Data items:
■ ■ ■ ■ ■

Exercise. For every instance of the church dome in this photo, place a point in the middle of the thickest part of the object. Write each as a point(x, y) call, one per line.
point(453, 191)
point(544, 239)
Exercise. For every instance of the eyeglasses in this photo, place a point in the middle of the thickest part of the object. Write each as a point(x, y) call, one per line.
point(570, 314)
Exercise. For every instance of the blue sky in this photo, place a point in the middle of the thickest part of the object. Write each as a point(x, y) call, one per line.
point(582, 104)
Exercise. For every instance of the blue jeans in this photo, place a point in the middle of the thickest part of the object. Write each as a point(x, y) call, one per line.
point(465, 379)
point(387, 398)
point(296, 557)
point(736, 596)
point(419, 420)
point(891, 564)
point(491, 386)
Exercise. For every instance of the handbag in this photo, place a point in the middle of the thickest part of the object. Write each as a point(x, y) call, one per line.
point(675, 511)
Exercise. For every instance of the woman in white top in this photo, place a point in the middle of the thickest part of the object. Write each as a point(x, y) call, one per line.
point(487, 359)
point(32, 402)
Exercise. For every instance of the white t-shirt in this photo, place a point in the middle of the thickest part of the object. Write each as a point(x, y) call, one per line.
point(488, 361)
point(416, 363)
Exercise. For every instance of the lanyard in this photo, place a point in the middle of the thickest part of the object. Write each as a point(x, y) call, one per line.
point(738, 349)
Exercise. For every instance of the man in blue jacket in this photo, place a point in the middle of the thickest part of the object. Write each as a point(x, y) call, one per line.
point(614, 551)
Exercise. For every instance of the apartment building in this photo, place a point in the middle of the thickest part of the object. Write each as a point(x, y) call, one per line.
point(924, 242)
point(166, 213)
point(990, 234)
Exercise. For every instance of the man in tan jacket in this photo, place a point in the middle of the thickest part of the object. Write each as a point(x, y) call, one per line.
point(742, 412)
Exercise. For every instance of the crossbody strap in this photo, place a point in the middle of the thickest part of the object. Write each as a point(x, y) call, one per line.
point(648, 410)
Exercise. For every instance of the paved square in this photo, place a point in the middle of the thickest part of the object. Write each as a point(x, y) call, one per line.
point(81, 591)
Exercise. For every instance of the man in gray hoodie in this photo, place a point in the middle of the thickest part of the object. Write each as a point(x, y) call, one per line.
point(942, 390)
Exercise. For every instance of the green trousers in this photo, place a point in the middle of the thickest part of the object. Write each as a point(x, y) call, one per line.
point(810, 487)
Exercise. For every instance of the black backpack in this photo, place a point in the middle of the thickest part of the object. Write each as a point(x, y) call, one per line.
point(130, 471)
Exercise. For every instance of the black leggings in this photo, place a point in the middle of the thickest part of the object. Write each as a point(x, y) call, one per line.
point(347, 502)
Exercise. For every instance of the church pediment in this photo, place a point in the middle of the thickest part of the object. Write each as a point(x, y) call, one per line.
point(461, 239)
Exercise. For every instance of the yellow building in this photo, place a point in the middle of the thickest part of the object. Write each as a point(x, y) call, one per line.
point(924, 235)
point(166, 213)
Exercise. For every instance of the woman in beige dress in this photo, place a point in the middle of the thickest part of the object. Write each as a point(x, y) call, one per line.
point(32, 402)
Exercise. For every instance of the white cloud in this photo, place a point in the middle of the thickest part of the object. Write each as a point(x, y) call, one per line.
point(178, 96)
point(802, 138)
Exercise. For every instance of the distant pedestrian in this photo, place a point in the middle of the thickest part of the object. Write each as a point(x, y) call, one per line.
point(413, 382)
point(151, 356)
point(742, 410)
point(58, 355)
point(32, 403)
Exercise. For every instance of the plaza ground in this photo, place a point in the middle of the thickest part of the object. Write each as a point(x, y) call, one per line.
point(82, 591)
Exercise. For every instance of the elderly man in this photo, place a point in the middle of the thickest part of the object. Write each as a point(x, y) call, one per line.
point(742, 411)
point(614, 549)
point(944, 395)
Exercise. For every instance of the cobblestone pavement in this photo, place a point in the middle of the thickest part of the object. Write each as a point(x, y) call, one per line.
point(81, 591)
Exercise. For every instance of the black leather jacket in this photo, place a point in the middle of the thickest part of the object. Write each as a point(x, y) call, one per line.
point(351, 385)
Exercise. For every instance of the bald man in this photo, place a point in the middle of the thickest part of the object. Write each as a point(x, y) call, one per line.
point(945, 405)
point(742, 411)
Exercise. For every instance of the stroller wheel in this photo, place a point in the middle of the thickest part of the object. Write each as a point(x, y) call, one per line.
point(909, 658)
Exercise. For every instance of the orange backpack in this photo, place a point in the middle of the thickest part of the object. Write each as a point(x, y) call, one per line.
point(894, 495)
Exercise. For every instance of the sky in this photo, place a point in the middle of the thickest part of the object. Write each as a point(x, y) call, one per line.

■ ■ ■ ■ ■

Written problem:
Generate an exact reproduction of all entries.

Written solution:
Exercise. For every instance of the church dome in this photo, place a point in the middle of the thickest part of the object. Write each as a point(x, y) call, one per line.
point(453, 191)
point(544, 239)
Exercise. For every instance of the eyeglasses in this photo, place a point in the middle of the thickest part of the object. Write each as a point(x, y) call, one per line.
point(570, 314)
Exercise. For every instance of the blue sky in this photo, place a point in the middle of the thickest part of the object. Write each as a point(x, y) call, one per line.
point(582, 104)
Exercise. For every instance of the blue jeans in this photo, place a point in the middle of the thickest part of the object. Write each as a point(x, y) call, one per line.
point(465, 379)
point(387, 398)
point(296, 557)
point(736, 596)
point(419, 420)
point(891, 564)
point(491, 386)
Exercise. For every instance of the handbag in this photo, place a point in the middle of the thickest part of the object. Write each as a point(x, y) call, one per line.
point(675, 511)
Exercise. For every instance of the woman in white top in this photo, place a point in the middle of the thickest part of the object. Write each as a point(x, y) call, one per line.
point(487, 359)
point(32, 402)
Exercise. For every instance of the white t-shirt in this photo, place a point in the middle of the thickest part of the object. Write each as a point(x, y) call, one per line.
point(488, 361)
point(416, 363)
Exercise. For every instance of the lanyard in this photo, place a point in the middle of the thickest part of the object. Write each as a point(x, y) call, one per line.
point(738, 349)
Exercise. For every instance of the man in blue jacket in this photo, place a point in the middle of the thickest part of the object. Write each as a point(x, y) call, one per line.
point(614, 551)
Exercise. For every instance of the apartment building in this photo, place a point in the middle of the thickest part of the object. Write each as a point(x, y) call, one per line.
point(924, 242)
point(166, 213)
point(990, 234)
Exercise. For every instance of the man in tan jacket in this photo, place a point in the middle of the thickest part of the object. Write each as a point(x, y) call, one per line.
point(742, 412)
Exercise. For every instance of the crossbody strap in this photo, place a point in the middle of the thickest part of the object. Write each as a point(x, y) call, one per line.
point(648, 410)
Exercise. For every instance of the paved square in this photo, place a point in the middle of the thickest part of the object. Write each as a point(x, y) call, one per line.
point(81, 591)
Exercise. For every instance of the man in gray hoodie in this photo, place a point in the middle of the thickest part of the object. Write each as a point(x, y) call, one per line.
point(942, 390)
Exercise. For every instance of the green trousers in this photo, place a point in the middle of the thickest part of the object. Write each as a point(x, y) call, one per line.
point(810, 487)
Exercise. For every instance of the black backpack in this photo, place a point in the middle of the thickest part of the object. Write each as a point(x, y) call, one per line.
point(130, 471)
Exercise. For every instance of the black leggings in this photo, place a point in the middle of the thickest part of the object. Write each as a point(x, y) call, one per line.
point(347, 502)
Exercise. For every instance of the church pediment in this photo, place a point in the middle of the thickest part of the object. Write each as a point(x, y) call, one per line.
point(461, 239)
Exercise. For every instance of the yellow building in this photo, place a point in the middle of the thickest part of the object. Write each as a point(x, y) call, one per line.
point(924, 235)
point(166, 213)
Exercise. For every instance of the woman in beige dress in this photo, place a point in the middle of the thickest part of the object. Write each as a point(x, y) call, one per line.
point(32, 402)
Exercise. For every instance of the white cloud in this photo, place a point in the middle of the thickest part of the object. Write each as a point(x, y) call, one per line.
point(178, 96)
point(802, 138)
Exercise. For every instance of the distant pedestrian in this photo, place a point in the middle of the thickest part of the object. Write each as a point(x, y) call, one per line.
point(413, 382)
point(151, 356)
point(742, 410)
point(58, 355)
point(32, 403)
Exercise. For every instance of the plaza ground in this photo, place a point in the middle of the thickest part of the object. Write each as a point(x, y) call, one per line.
point(82, 591)
Exercise. For every instance of the elderly man in this photo, place a point in the middle of the thickest part of the object. Write each as a point(x, y) call, one per line.
point(742, 411)
point(614, 549)
point(944, 395)
Exercise. For every instance of the cobblestone pavement in this photo, place a point in the middle of the thickest part of the object. Write each as a point(x, y) call, one per line.
point(81, 591)
Exercise. For every instance of the black leather jacket in this photo, place a point in the middle of the thickest part of the object. Write each as a point(x, y) call, one per line.
point(351, 385)
Exercise. For every instance of the bald man in this photo, place a point in the middle of the thickest part of the object. Write each as a point(x, y) call, one per line.
point(945, 405)
point(742, 411)
Exercise. For every instance of the stroller wheel in this photo, place a point in the middle of the thickest part of the object. Write each as a point(x, y) call, one per line.
point(909, 658)
Exercise. For every instance of the orange backpack in this photo, place a point in the middle of the thickest part of the object. Write each as a point(x, y) call, one per line.
point(894, 495)
Exercise. For every instance of the sky in this photo, place a point in the middle of the thickest part of the object. Write each as a point(x, y) call, one per line.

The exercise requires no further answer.